[RECORDS FOR THE TASK]
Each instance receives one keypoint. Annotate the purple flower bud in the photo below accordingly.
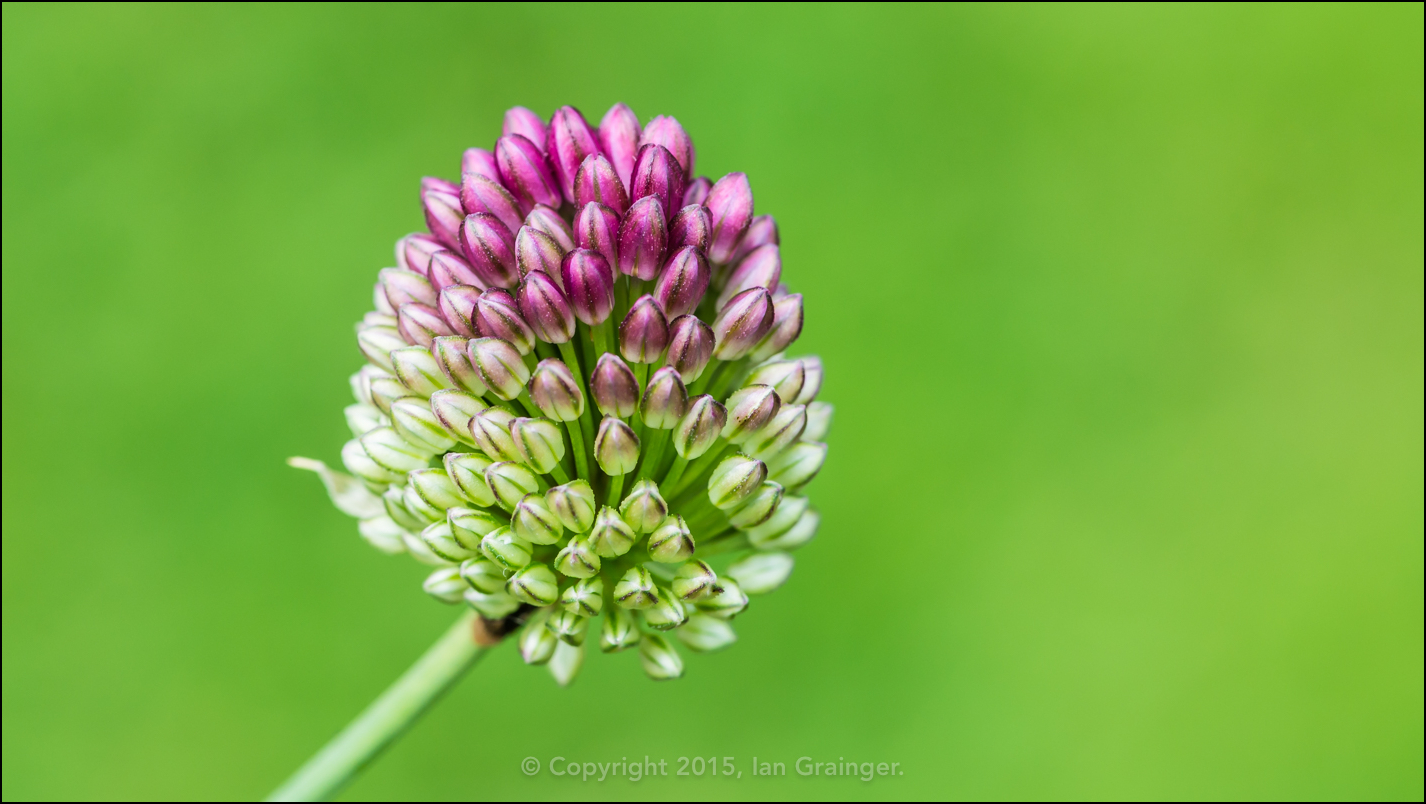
...
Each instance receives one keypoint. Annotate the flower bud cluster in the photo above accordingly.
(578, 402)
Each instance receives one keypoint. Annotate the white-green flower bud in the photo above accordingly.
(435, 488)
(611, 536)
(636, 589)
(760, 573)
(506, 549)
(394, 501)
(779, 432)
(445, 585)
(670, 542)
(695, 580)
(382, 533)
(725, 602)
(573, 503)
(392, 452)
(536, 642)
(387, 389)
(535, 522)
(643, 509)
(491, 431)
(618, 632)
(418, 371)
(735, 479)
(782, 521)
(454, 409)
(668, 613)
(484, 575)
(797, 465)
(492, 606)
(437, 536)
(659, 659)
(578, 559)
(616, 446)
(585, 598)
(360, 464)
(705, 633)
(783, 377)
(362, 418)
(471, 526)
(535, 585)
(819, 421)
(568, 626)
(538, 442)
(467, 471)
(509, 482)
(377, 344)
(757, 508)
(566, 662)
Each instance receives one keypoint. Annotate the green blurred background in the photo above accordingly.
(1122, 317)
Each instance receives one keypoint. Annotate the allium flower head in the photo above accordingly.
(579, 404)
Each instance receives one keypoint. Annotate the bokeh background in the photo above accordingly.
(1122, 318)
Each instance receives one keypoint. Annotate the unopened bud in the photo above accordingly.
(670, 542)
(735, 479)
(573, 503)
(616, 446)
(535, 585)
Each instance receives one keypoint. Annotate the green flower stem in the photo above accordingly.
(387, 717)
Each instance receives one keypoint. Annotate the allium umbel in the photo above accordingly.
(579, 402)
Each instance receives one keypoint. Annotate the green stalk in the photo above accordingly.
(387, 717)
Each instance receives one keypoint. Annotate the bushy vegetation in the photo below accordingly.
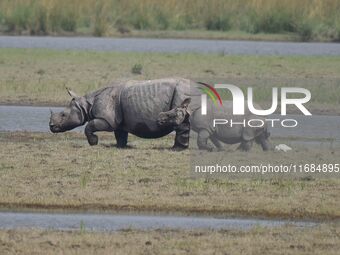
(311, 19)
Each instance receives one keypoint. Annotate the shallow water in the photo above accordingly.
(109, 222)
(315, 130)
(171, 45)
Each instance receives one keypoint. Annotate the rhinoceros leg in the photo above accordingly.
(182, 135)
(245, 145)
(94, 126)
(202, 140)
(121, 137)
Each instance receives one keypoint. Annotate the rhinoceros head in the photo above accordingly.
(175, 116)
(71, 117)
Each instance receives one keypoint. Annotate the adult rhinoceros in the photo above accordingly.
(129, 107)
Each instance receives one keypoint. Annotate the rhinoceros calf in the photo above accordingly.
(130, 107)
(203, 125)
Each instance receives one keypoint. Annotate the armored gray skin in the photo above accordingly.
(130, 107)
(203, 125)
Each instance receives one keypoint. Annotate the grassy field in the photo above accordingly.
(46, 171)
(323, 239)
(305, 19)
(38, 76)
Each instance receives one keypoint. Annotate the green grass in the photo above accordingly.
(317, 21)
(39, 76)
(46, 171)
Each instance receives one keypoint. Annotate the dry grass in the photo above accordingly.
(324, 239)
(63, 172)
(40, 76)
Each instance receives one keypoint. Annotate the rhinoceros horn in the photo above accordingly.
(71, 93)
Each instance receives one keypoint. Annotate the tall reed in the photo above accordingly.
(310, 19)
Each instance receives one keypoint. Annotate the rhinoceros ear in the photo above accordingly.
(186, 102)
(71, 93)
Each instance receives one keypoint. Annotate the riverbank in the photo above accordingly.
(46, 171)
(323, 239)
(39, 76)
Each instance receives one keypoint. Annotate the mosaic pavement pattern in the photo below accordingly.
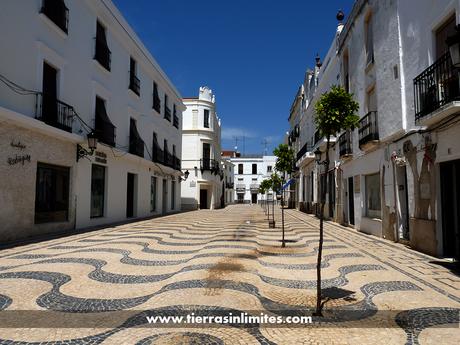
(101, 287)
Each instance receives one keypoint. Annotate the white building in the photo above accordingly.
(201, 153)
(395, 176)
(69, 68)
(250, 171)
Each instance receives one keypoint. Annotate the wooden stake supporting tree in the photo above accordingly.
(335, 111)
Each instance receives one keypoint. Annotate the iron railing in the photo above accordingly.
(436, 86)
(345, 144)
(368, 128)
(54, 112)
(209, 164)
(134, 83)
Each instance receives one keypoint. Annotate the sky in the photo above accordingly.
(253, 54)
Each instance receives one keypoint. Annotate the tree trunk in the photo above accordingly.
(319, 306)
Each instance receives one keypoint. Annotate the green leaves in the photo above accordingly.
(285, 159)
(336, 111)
==
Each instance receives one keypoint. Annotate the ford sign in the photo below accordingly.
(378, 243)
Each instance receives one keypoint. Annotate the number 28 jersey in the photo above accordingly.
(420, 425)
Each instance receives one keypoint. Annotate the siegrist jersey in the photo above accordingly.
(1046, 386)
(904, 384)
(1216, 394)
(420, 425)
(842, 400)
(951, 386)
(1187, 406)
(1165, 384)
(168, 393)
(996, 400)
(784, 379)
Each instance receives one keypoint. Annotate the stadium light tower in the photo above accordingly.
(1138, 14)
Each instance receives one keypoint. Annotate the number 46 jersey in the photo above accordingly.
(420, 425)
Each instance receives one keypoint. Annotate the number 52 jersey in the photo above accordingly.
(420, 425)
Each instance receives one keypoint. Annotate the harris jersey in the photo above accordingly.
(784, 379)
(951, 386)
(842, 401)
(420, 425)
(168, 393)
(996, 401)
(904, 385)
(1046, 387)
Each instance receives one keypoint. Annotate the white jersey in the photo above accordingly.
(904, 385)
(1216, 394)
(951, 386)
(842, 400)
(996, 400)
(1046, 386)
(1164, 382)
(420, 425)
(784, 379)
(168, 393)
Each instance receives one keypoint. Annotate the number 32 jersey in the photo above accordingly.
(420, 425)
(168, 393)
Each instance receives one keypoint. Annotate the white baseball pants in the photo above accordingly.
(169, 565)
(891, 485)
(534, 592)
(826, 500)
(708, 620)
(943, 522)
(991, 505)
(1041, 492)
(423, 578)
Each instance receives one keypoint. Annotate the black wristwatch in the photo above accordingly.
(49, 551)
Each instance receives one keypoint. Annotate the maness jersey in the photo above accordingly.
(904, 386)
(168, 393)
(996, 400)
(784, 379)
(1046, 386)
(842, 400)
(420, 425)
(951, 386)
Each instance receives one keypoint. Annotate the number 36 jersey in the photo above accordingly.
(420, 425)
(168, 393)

[EXERCISE DIRECTIONS]
Find each line above that contains the word "tree" and copy every one of those lines in full.

[FULL SOLUTION]
Each instance receives one keypoint. Annotate the wooden stake supporting tree in the photo above accordingly.
Each instance receives one keypoint. Annotate the tree trunk in the photo above accordingly.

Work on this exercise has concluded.